→ DATA FOR THIS TASK:
-- -- --

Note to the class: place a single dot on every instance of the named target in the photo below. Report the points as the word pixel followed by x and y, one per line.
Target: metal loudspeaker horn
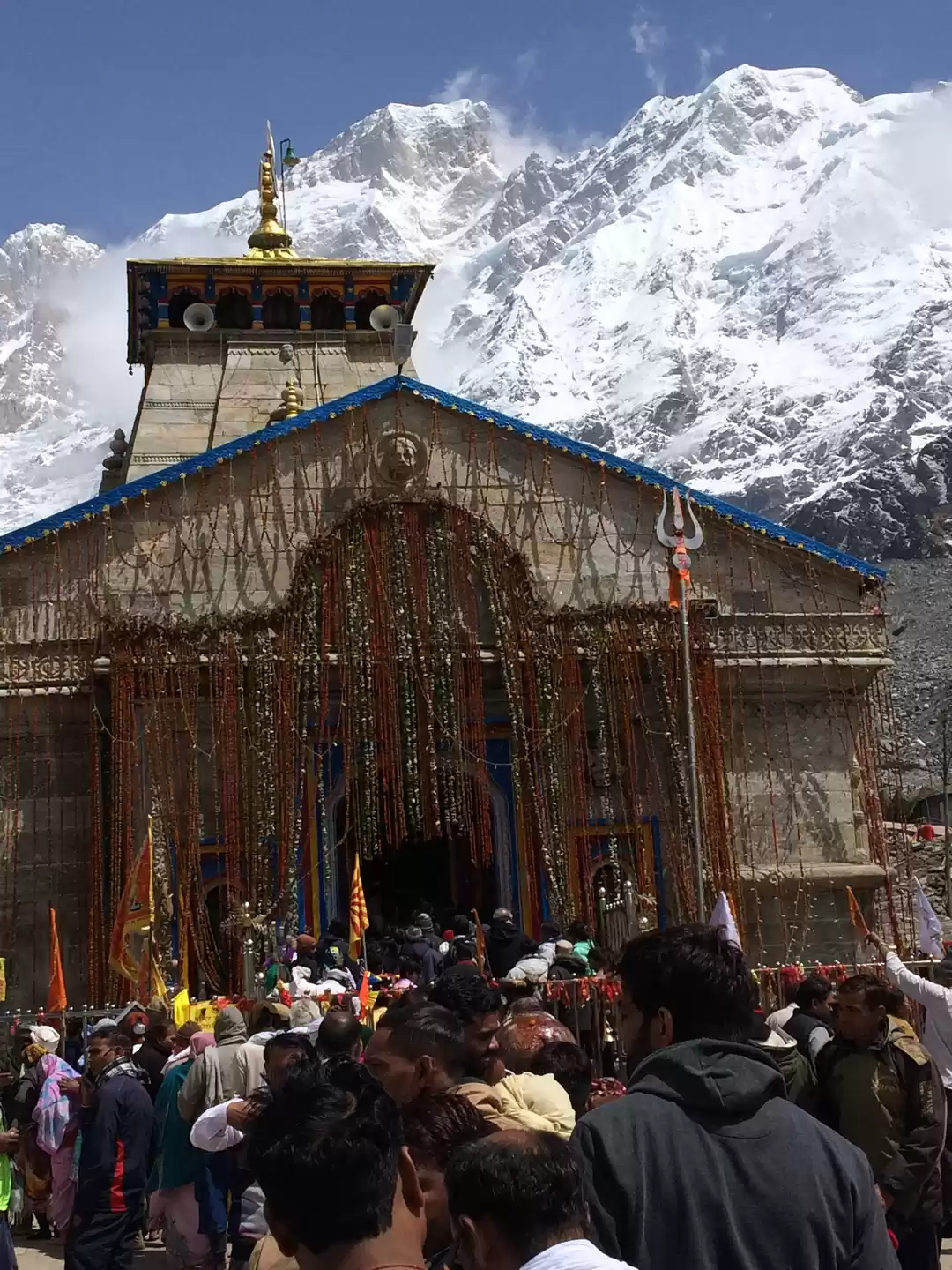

-- -- --

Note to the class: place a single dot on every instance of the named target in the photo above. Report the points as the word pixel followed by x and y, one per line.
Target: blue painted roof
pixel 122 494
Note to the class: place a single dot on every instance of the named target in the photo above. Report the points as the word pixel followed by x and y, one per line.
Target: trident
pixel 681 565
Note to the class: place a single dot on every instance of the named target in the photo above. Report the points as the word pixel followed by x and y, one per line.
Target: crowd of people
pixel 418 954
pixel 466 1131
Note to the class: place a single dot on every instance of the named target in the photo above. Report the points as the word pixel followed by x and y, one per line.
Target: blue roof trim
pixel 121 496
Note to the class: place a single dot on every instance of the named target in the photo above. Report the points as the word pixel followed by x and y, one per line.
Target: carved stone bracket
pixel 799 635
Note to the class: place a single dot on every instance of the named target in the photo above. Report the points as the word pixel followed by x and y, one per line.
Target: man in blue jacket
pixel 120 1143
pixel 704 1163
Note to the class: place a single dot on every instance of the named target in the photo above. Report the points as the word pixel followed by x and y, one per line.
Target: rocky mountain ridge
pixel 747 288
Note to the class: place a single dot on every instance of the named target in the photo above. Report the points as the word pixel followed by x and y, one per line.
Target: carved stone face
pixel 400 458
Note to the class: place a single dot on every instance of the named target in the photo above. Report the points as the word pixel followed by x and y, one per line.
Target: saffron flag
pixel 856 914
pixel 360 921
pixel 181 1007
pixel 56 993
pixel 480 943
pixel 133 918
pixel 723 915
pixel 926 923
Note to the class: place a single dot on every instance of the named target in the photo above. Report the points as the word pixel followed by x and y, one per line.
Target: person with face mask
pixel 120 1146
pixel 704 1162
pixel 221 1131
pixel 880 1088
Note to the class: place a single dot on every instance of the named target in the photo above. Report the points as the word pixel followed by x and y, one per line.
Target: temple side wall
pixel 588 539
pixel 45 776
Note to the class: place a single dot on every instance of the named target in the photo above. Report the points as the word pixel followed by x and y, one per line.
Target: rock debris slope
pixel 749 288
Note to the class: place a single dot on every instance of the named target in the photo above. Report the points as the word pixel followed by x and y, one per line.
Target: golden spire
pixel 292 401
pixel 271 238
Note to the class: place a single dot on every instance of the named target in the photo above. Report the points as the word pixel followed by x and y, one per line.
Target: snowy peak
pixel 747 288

-- -- --

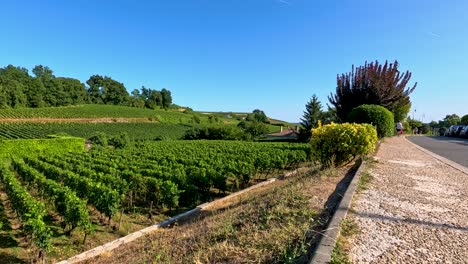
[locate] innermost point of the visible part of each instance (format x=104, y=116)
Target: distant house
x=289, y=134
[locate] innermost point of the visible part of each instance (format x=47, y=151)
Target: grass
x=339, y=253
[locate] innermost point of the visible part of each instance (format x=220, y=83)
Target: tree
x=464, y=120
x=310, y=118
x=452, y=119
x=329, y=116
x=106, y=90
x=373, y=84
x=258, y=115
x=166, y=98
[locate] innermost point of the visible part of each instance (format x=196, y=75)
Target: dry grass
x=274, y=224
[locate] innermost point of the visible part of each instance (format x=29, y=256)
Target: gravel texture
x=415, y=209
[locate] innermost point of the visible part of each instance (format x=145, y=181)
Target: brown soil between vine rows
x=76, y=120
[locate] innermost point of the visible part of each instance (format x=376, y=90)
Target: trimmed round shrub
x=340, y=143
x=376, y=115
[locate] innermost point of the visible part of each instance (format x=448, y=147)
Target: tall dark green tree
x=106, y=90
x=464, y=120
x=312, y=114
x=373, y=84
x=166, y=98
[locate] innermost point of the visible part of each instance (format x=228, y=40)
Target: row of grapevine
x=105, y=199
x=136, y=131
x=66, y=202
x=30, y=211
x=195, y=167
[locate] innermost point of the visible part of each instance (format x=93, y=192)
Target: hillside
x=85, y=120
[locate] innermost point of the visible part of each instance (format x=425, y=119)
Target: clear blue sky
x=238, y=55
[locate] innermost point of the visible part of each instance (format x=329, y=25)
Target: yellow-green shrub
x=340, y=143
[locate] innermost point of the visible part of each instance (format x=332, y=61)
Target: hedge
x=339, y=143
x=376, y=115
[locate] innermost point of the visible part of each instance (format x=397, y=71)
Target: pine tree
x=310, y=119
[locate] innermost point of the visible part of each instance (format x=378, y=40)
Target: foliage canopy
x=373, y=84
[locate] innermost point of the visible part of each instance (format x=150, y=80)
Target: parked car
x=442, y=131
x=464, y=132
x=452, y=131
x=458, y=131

-- -- --

→ THE EXERCISE:
Reproduce verbatim the lines from the line with "(format x=47, y=151)" to the line with "x=458, y=131", both ends included.

→ ANSWER TO THIS TASK:
[locate] innermost point of the visible part of each instance (format x=47, y=151)
Target: grass
x=339, y=253
[locate] innermost point of the visible part of each instance (format x=220, y=83)
Target: tree
x=464, y=120
x=310, y=118
x=452, y=119
x=329, y=116
x=106, y=90
x=373, y=84
x=258, y=115
x=166, y=98
[locate] innermost point of the visible part of each instance (format x=196, y=75)
Target: dry grass
x=274, y=224
[locate] innermost point of the visible part of each instance (format x=29, y=256)
Target: gravel texture
x=415, y=209
[locate] innermost point of the visible part of each instance (format x=145, y=181)
Target: brown soil between vine rows
x=76, y=120
[locate] innermost point of the visible part of each instance (format x=376, y=90)
Target: trimmed round shrub
x=340, y=143
x=376, y=115
[locate] innermost point of the visible part of each instance (format x=448, y=147)
Target: tall dark green tree
x=106, y=90
x=464, y=120
x=312, y=114
x=373, y=84
x=166, y=98
[locate] innermost point of the visible part of each instance (format x=228, y=40)
Target: row of grapevine
x=105, y=199
x=136, y=131
x=66, y=202
x=30, y=211
x=195, y=167
[locate] innermost point of the visible part of each instance (format x=93, y=192)
Target: hillside
x=85, y=120
[locate] innermost point of the visible part of each instance (format x=425, y=119)
Target: clear blue sky
x=238, y=55
[locate] innermost point of the visible part of each instance (format x=329, y=25)
Target: yellow-green shrub
x=340, y=143
[locate] innermost point of the visible part of each instance (format x=332, y=61)
Target: hedge
x=339, y=143
x=376, y=115
[locate] innermost point of the visible part of each instance (format x=397, y=71)
Target: pine tree
x=310, y=119
[locate] innermost point of the visible part of each instance (format x=378, y=40)
Target: foliage canopy
x=373, y=84
[locate] innermost point of the visible part of each instance (format x=150, y=80)
Target: parked car
x=442, y=131
x=464, y=132
x=452, y=131
x=458, y=131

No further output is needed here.